### CONSIGNES
1 – Reproduisez le passage de l'article sur les renouvelables compris entre « Les renouvelables, l’alternative » et « centime le kilowattheure. », bornes incluses.
2 – Dites si chacune des affirmations suivantes concorde avec l'article sur les renouvelables, en répondant par oui ou non et en citant les mots décisifs du texte.
(a) Aux États-Unis, le coût moyen du photovoltaïque était de 37 euros/MWh en 2020.
(b) Les coûts du nucléaire ont baissé après Fukushima.
(c) L'appel d'offres remporté en août par un industriel coréen était espagnol.

Les renouvelables, l’alternative massive au nucléaire
En dix ans, la chute des coûts a rendu le solaire et l’éolien bien plus compétitifs que le nucléaire neuf pour produire de l’électricité.
dans l’hebdo N° 1643 Acheter ce numéro
On en reste incrédule : en août dernier, un industriel coréen a remporté un appel d’offres portugais pour une centrale solaire (photovoltaïque) en proposant son électricité à 11,14 euros le mégawattheure (MWh) – un peu plus de 1 centime le kilowattheure.
Le photovoltaïque a connu la plus ébouriffante dégringolade des coûts de toutes les sources renouvelables d’électricité. Aux États-Unis, les études de la banque Lazard en font foi, ils culminaient à 359 euros/MWh en 2009 en moyenne, pour tomber à 37 euros/MWh en 2020 (voir graphique page 20), dix fois moins en une décennie. Pour l’éolien, une division par plus de trois. Alors que les coûts du nucléaire ont augmenté après Fukushima, passant de 123 à 163 euros/MWh. Dans plusieurs régions du monde, les énergies renouvelables sont devenues plus compétitives que l’atome, voire que le gaz ou le charbon. En une décennie, l’Agence internationale de l’énergie (AIE) a inversé, dans ses prospectives mondiales « bas carbone », la place octroyée au nucléaire et celle des énergies renouvelables dites « nouvelles (1) », qui ont drainé des investissements dix fois supérieurs.

### LISTE DES LIGNES
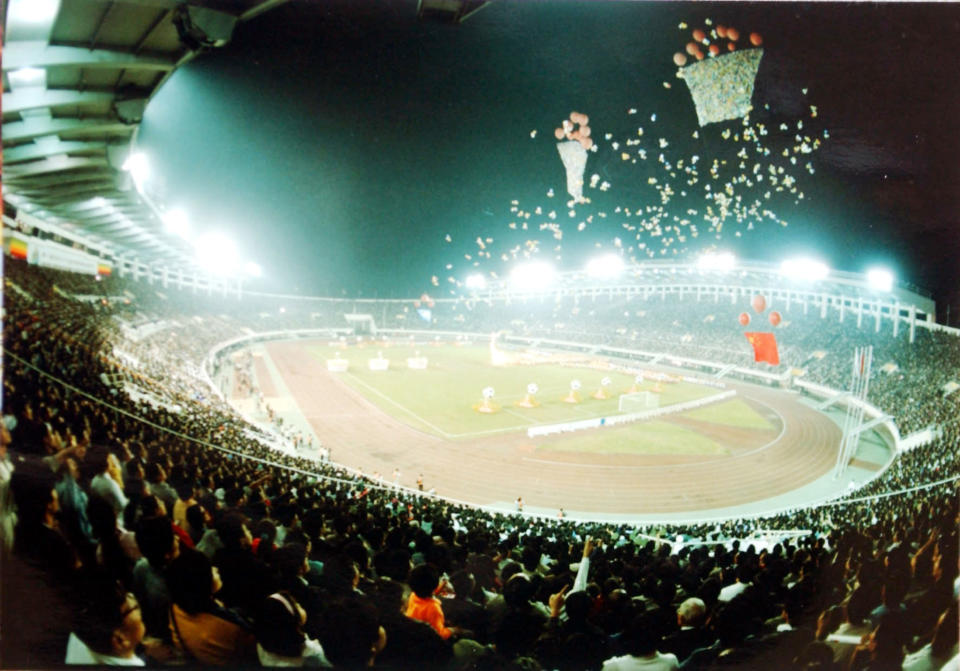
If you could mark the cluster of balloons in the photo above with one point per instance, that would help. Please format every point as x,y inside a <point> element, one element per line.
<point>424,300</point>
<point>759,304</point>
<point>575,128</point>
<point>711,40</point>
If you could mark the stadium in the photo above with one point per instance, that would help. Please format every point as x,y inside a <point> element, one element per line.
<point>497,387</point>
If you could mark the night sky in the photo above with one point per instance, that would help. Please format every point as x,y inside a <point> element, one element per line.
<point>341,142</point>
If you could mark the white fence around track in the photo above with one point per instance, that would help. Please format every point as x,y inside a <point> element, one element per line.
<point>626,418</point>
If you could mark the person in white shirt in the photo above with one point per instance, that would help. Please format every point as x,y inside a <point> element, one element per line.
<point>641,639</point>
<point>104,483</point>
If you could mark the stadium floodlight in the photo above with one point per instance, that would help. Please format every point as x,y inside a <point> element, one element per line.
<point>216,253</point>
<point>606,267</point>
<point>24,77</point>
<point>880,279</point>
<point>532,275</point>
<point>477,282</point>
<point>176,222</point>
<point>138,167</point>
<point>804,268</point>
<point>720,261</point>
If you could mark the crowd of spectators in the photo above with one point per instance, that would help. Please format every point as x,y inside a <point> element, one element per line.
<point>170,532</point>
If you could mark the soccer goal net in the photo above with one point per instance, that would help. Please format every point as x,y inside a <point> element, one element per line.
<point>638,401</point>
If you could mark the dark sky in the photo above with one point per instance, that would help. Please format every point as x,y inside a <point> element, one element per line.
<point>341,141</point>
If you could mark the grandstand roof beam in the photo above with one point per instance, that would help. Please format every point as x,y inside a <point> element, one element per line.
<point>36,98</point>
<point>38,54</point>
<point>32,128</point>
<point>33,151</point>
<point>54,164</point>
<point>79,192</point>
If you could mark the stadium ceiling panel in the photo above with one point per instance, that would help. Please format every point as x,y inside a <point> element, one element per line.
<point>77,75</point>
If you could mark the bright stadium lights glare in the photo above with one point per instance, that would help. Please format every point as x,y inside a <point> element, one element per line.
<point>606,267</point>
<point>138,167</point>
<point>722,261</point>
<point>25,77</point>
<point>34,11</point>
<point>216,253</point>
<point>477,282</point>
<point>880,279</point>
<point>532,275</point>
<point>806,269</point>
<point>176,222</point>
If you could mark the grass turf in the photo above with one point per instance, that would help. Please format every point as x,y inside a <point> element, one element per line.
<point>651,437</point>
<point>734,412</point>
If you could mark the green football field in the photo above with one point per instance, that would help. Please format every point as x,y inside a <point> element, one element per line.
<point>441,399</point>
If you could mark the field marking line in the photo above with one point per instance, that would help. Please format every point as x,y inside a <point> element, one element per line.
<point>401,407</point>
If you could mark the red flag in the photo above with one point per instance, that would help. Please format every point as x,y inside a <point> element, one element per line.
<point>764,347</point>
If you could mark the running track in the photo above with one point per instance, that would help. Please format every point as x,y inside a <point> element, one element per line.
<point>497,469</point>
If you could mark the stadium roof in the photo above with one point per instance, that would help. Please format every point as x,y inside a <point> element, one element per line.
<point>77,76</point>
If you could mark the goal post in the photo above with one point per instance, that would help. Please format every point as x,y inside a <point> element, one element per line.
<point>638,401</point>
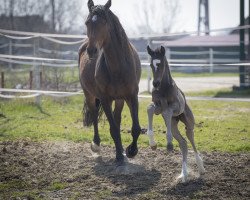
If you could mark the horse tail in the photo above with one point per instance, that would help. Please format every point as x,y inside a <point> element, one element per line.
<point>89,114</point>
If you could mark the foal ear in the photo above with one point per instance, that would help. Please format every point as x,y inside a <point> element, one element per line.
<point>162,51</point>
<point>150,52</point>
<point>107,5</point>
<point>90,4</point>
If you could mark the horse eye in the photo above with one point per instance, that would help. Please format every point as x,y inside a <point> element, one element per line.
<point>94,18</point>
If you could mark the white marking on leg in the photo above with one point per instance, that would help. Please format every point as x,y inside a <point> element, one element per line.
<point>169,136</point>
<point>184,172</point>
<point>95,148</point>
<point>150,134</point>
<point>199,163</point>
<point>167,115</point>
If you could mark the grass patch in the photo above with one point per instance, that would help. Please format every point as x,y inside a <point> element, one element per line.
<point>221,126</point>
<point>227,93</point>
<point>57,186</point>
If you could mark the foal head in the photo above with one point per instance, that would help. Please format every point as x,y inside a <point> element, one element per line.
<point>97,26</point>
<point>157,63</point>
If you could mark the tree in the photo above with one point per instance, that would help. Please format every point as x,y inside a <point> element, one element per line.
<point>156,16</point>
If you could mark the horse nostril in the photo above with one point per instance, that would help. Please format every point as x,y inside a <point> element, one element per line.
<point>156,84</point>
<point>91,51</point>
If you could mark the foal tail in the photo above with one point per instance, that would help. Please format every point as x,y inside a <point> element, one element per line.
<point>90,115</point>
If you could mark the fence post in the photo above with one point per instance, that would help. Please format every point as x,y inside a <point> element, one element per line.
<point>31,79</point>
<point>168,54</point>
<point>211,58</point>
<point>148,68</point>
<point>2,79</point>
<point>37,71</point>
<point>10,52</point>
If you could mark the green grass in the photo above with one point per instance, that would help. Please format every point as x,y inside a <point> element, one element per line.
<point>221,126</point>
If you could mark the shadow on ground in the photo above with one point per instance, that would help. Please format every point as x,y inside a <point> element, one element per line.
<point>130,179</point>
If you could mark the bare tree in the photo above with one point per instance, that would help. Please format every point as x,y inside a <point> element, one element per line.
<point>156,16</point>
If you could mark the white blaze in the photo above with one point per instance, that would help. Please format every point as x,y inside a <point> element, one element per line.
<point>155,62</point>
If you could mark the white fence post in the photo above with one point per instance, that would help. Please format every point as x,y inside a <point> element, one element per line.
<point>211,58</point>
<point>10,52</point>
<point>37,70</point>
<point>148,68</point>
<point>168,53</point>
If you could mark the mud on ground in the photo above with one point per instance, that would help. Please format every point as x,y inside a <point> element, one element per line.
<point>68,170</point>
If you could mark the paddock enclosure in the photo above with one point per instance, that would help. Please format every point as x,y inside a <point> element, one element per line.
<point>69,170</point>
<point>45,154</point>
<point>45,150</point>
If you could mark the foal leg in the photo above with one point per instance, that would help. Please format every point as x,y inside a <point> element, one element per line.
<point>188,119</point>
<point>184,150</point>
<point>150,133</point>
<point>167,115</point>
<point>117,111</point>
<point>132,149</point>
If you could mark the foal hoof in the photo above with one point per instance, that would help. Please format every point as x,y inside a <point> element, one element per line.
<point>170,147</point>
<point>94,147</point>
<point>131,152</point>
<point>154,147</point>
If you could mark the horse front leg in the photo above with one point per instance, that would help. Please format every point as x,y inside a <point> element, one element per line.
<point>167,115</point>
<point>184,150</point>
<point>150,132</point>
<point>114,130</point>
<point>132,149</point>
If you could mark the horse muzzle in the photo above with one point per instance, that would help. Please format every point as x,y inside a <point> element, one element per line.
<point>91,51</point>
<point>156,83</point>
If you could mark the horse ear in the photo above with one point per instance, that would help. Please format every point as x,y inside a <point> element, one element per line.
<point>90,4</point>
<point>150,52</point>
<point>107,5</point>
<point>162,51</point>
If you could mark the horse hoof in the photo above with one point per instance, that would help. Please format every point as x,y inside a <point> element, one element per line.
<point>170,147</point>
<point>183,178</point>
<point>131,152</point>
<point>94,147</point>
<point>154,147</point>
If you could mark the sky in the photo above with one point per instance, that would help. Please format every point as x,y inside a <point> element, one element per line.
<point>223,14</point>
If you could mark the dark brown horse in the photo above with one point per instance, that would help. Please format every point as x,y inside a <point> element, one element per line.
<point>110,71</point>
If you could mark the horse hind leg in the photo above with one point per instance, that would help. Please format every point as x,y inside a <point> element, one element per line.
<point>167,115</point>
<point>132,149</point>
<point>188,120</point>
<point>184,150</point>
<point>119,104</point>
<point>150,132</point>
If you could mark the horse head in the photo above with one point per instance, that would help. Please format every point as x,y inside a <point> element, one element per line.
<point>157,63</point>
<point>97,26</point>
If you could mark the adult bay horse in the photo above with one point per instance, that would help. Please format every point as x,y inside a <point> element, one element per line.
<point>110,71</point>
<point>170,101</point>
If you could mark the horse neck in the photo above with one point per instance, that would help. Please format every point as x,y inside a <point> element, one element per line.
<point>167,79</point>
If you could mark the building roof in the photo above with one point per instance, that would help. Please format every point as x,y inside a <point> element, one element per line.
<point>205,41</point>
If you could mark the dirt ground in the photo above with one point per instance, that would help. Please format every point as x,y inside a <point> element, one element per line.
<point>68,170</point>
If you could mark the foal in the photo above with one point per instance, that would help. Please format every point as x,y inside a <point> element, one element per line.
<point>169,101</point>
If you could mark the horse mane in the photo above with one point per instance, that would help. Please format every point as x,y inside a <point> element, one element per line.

### RÉPONSES
1 –
Les renouvelables, l’alternative massive au nucléaire
En dix ans, la chute des coûts a rendu le solaire et l’éolien bien plus compétitifs que le nucléaire neuf pour produire de l’électricité.
dans l’hebdo N° 1643 Acheter ce numéro
On en reste incrédule : en août dernier, un industriel coréen a remporté un appel d’offres portugais pour une centrale solaire (photovoltaïque) en proposant son électricité à 11,14 euros le mégawattheure (MWh) – un peu plus de 1 centime le kilowattheure.

2 –
(a) Oui : « pour tomber à 37 euros/MWh en 2020 ».
(b) Non : « les coûts du nucléaire ont augmenté après Fukushima, passant de 123 à 163 euros/MWh ».
(c) Non : « un industriel coréen a remporté un appel d’offres portugais ».